Content starts
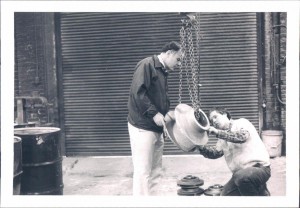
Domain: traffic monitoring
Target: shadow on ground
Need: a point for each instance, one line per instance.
(112, 176)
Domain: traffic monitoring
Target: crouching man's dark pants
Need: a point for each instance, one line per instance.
(248, 182)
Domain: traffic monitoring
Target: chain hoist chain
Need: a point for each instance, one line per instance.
(187, 43)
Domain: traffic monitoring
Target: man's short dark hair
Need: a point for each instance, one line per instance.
(220, 110)
(173, 45)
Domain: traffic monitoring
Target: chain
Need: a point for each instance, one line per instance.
(189, 61)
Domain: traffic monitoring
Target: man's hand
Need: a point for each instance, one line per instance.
(159, 119)
(213, 130)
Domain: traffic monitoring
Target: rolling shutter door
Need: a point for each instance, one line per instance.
(100, 51)
(228, 56)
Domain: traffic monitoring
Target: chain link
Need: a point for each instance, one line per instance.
(189, 62)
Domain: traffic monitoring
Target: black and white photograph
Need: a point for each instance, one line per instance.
(150, 104)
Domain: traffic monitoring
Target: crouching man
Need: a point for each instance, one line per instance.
(244, 152)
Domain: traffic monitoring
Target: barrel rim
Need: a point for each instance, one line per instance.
(35, 131)
(271, 132)
(17, 139)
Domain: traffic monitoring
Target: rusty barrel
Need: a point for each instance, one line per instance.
(41, 161)
(17, 165)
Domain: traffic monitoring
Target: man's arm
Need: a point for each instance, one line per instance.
(210, 152)
(240, 136)
(235, 137)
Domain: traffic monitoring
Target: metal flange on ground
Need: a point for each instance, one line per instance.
(190, 186)
(214, 190)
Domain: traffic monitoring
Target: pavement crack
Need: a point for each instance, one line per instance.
(74, 163)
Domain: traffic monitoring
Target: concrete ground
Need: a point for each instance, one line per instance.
(112, 176)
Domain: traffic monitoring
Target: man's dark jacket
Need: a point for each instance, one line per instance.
(148, 94)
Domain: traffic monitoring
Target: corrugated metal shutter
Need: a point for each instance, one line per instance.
(229, 70)
(100, 51)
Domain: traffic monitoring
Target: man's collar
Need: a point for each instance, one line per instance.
(158, 63)
(160, 60)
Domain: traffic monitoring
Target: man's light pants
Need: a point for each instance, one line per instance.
(147, 150)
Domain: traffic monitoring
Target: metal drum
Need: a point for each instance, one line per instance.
(17, 165)
(42, 161)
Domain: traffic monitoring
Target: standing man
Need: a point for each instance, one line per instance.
(244, 152)
(148, 104)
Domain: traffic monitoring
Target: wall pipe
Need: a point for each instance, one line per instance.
(277, 81)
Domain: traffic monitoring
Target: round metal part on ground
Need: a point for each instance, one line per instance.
(214, 190)
(190, 192)
(190, 181)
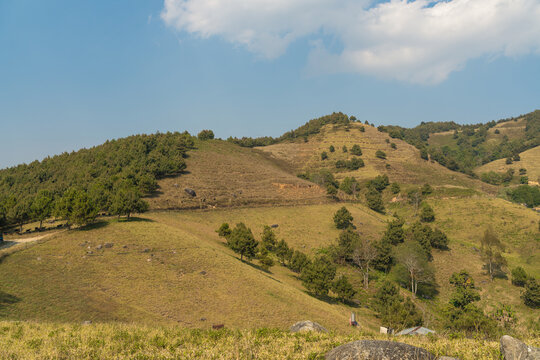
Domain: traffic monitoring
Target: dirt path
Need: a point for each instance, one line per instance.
(8, 243)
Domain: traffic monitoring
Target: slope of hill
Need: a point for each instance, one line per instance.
(171, 267)
(224, 174)
(465, 147)
(529, 160)
(402, 165)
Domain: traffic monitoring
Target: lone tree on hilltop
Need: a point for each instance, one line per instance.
(283, 252)
(427, 214)
(343, 218)
(343, 289)
(374, 201)
(127, 200)
(206, 135)
(413, 257)
(317, 276)
(356, 150)
(519, 276)
(491, 249)
(269, 238)
(363, 256)
(224, 230)
(242, 241)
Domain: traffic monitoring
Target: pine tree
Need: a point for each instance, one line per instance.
(224, 230)
(42, 206)
(268, 238)
(243, 242)
(519, 276)
(427, 214)
(317, 276)
(531, 295)
(343, 218)
(343, 289)
(491, 249)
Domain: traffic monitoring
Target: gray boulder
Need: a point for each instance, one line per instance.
(378, 350)
(513, 349)
(307, 325)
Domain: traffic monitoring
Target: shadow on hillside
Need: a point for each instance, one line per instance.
(7, 299)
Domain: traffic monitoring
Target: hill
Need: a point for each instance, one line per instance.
(465, 147)
(529, 160)
(402, 164)
(224, 174)
(171, 267)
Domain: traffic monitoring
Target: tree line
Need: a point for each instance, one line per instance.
(109, 178)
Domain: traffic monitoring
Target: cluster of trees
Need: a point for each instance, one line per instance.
(375, 187)
(470, 148)
(318, 275)
(352, 164)
(311, 127)
(531, 293)
(461, 314)
(525, 194)
(77, 186)
(76, 205)
(497, 178)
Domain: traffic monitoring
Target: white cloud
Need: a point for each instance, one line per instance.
(417, 41)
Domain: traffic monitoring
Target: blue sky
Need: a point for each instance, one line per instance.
(74, 74)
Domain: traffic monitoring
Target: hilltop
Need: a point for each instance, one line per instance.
(170, 265)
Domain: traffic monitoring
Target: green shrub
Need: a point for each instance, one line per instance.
(380, 154)
(206, 135)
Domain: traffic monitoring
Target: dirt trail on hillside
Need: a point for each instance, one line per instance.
(9, 243)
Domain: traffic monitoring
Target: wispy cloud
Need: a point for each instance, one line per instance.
(417, 41)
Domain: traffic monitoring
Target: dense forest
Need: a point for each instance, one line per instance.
(77, 186)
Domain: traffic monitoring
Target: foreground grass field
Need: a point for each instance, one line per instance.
(23, 340)
(171, 267)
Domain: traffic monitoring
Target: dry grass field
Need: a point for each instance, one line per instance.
(464, 220)
(403, 164)
(171, 267)
(108, 341)
(223, 175)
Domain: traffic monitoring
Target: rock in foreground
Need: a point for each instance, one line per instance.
(513, 349)
(378, 350)
(307, 325)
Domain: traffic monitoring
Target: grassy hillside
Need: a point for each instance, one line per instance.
(173, 268)
(224, 174)
(403, 164)
(529, 160)
(464, 220)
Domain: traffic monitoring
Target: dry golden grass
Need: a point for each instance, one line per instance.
(223, 175)
(530, 160)
(32, 341)
(464, 220)
(405, 164)
(171, 267)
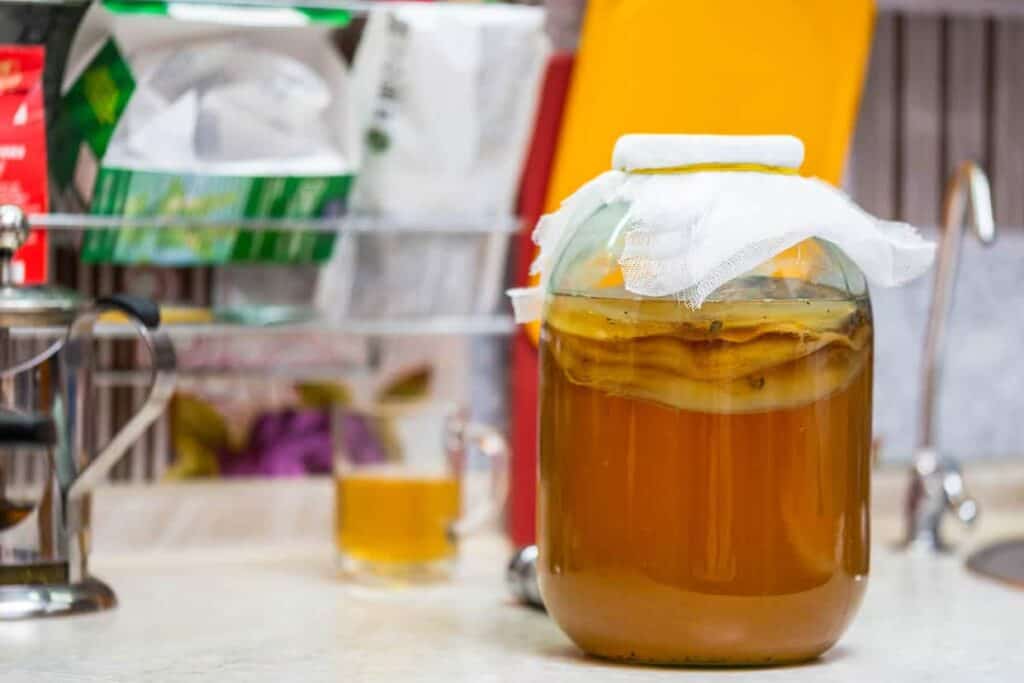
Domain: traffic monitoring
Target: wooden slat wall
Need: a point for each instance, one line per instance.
(940, 89)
Content ends
Problem details: When you repeat the data, keep it exact and drop every picture.

Exercise output:
Domain: traffic monitoring
Target: shadow on ground
Need: a point for each instance, one line per instance.
(112, 176)
Domain: traffic monitoring
Target: crouching man's dark pants
Need: a point for each instance, one line per instance.
(248, 182)
Domain: traffic monitoring
Target: chain hoist chain
Need: a point for each instance, one line per instance.
(187, 43)
Domain: traffic monitoring
Target: man's short dark hair
Need: a point for each instance, one line per instance.
(220, 110)
(173, 45)
Domain: traffic monitoring
Target: chain
Need: a point for each instance, one line per instance.
(189, 61)
Domain: traffic monitoring
Target: man's hand
Need: a point for each instance, one line per instance.
(159, 119)
(213, 130)
Domain: traffic monitoring
Target: rolling shutter door
Need: a point for each instance, one line per instance.
(100, 51)
(228, 56)
Domain: traffic monitoring
Target: chain link
Need: a point for each instance, one line per instance.
(189, 62)
Domain: traffic monitoring
Target: black and white photograph
Need: a point for each instance, one line per instance.
(150, 104)
Domain: traffic monitoring
Target: crouching man
Need: a point for each instance, one line per instance.
(244, 152)
Domain: traffic monitoring
Target: barrel rim
Need: a point for each instance, one line per instance.
(35, 131)
(271, 132)
(17, 139)
Domain: traffic monitoring
Target: rusty barrel
Need: a point for each instance, one line per instance.
(41, 161)
(17, 165)
Domain: traffic monitoring
Target: man's arm
Need: a point for each instance, one line per instance.
(210, 152)
(240, 136)
(235, 137)
Domain: traffic monitoring
Target: metal flange on ground
Need: a point for each instance, one line per instance.
(190, 186)
(214, 190)
Domain: traffic monitoring
Target: pavement crack
Need: a point for each instance, one line per instance.
(74, 163)
Domain: traffic monitoring
Target: concrete ground
Need: a point for each instance, one line per instance.
(112, 176)
Domain: traffic monitoring
Target: man's dark jacket
Need: a point for each instance, one line per instance.
(148, 94)
Domain: traffic monitoring
Target: corrugated metal shutter
Need: a point for each instance, one line per instance.
(229, 70)
(100, 51)
Domain: traffic monitoring
Target: man's collar
Need: a point for each instance, one line per instance.
(158, 63)
(160, 60)
Domain: traffic monitoring
Target: man's light pants
Need: a point for each instance, one line per instance.
(147, 150)
Domain: traffic monitoring
Target: metal drum
Need: a point for each instance, one line per instance.
(17, 165)
(42, 161)
Domain: traffic monitoring
Target: standing man
Need: a point for each instance, one line per instance.
(244, 152)
(148, 104)
Domain: traffic monitoring
Target: wall pipe
Need: a point for each instance, one line per instance.
(277, 81)
Domain: traffic monitoring
Target: round metal part on ground
Need: a point for each instance, one line per instance.
(214, 190)
(190, 192)
(190, 181)
Domain: traffic monitoring
Target: dirt path
Need: a point for each instance, one line per instance.
(8, 243)
Domain: traffic monitoring
Target: slope of hill
Need: a point for each instance, one line per instance.
(171, 267)
(224, 174)
(465, 147)
(529, 160)
(402, 165)
Domain: traffic monitoring
Target: lone tree on hilltop
Need: a point for each instance, one line per instance.
(283, 252)
(427, 214)
(343, 218)
(343, 289)
(374, 201)
(127, 200)
(206, 135)
(413, 257)
(317, 276)
(356, 150)
(519, 276)
(491, 249)
(269, 238)
(363, 256)
(224, 230)
(242, 241)
Domain: traffic monitoring
Target: pine tree
Need: a point for each instance, one line per instance.
(224, 230)
(42, 206)
(268, 238)
(243, 242)
(519, 276)
(427, 214)
(317, 276)
(531, 295)
(343, 218)
(343, 289)
(491, 249)
Domain: traffic monitoring
Target: gray boulder
Need: a point for each instance, one line per instance.
(378, 350)
(513, 349)
(307, 325)
Domain: traffic monitoring
Target: shadow on hillside
Need: a point for each instance, one line per instance.
(7, 299)
Domain: traffic monitoring
Target: hill
Need: a point for each instance, one line per instance.
(465, 147)
(529, 160)
(402, 164)
(224, 174)
(171, 267)
Domain: traffic monitoring
Target: tree line
Need: a point for each instance, one line per instance.
(109, 178)
Domain: traffic monitoring
Target: cluster of trees
Need: a point for each instance, one line per instance.
(375, 187)
(470, 148)
(318, 275)
(352, 164)
(311, 127)
(531, 293)
(461, 314)
(525, 194)
(77, 186)
(76, 205)
(497, 178)
Domain: traffic monitoring
Target: white cloud
Need: a point for each instance, one line per instance.
(417, 41)
Domain: traffic monitoring
Target: blue sky
Need: a point for each instance, one line per instance.
(74, 74)
Domain: traffic monitoring
Target: hilltop
Need: a point for each instance, one line per instance.
(170, 265)
Domain: traffic monitoring
Target: green shrub
Need: a point for each instance, one line per instance.
(380, 154)
(206, 135)
Domain: traffic monitoring
Target: dirt trail on hillside
Need: a point for each instance, one line per instance.
(9, 243)
Domain: traffic monitoring
Target: wispy cloud
Need: a point for each instance, one line per instance.
(417, 41)
Domain: traffic monitoring
Target: dense forest
Need: a point for each instance, one line per instance.
(77, 186)
Domain: traffic monitoring
Target: foreground grass field
Need: a point for each instance, one line per instance.
(23, 340)
(171, 267)
Domain: traffic monitoring
Target: dry grass field
Need: a point for each instance, one line per instance.
(464, 220)
(403, 164)
(171, 267)
(108, 341)
(223, 175)
Domain: traffic monitoring
Target: rock in foreground
Need: a point for each instance, one line per instance.
(513, 349)
(378, 350)
(307, 325)
Domain: traffic monitoring
Target: grassy hillside
Need: a point for each instance, one line per instance.
(173, 268)
(224, 174)
(403, 164)
(529, 160)
(464, 220)
Domain: traffic monitoring
Target: dry golden grass
Need: a point for each instance, one line per instance.
(223, 175)
(530, 160)
(32, 341)
(464, 220)
(405, 164)
(171, 267)
Domain: traffic monitoring
Target: wooden slat wall
Need: a point for each instance, one line per instance.
(940, 89)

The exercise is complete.